**Objective 1**
In the regression notes, reproduce everything from "- Each entry" down to "MLE and MAP.".
**Objective 2**
Answer these from the regression notes:
(a) What distribution is the noise term usually assumed to follow?
(b) Which error measure is typically used for the objective?
(c) What does each weight $w_j$ represent?

**Text to read**

-- start --

- These notes were prepared while studying for technical interviews (e.g., Snap Inc., KRAFTON, etc.).
- Each entry contains a concise English summary, key math expressions, and excerpts from my original handwritten/typed study notes.
These notes cover two foundational regression models (the linear case for continuous targets and the logistic case for binary classification) and the probabilistic perspectives that connect them to MLE and MAP.
Linear Regression
- models the relationship between input features and a target variable
- assumes a linear relationship between inputs and output
Model
\[y = w^\top x + \epsilon, \quad \epsilon \sim \mathcal{N}(0, \sigma^2)\]- $x$: input features
- $w$: weight vector
- $\epsilon$: noise term (usually assumed Gaussian)
Objective
- minimize prediction error between model output and ground-truth targets
- typically using mean squared error (MSE)
Interpretation
- each weight $w_j$ represents the contribution of feature $x_j$ to the output
- learns a hyperplane in feature space
Gradient-based optimization
- compute gradient of MSE w.r.t. $w$
- $\nabla_w \mathcal{L} = -\frac{2}{N} X^\top (y - Xw)$
- update using gradient descent
- $w_{t+1} = w_t - \eta\, \nabla_w \mathcal{L}(w_t)$
Closed-form solution (normal equation)

-- end --

**Data excerpt**
-- start --

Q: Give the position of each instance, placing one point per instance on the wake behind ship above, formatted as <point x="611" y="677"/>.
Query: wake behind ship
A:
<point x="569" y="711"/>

-- end --

**Full solution 1**
- Each entry contains a concise English summary, key math expressions, and excerpts from my original handwritten/typed study notes.
These notes cover two foundational regression models (the linear case for continuous targets and the logistic case for binary classification) and the probabilistic perspectives that connect them to MLE and MAP.

**Full solution 2**
(a) A Gaussian distribution, $\mathcal{N}(0, \sigma^2)$.
(b) Mean squared error (MSE).
(c) The contribution of feature $x_j$ to the output.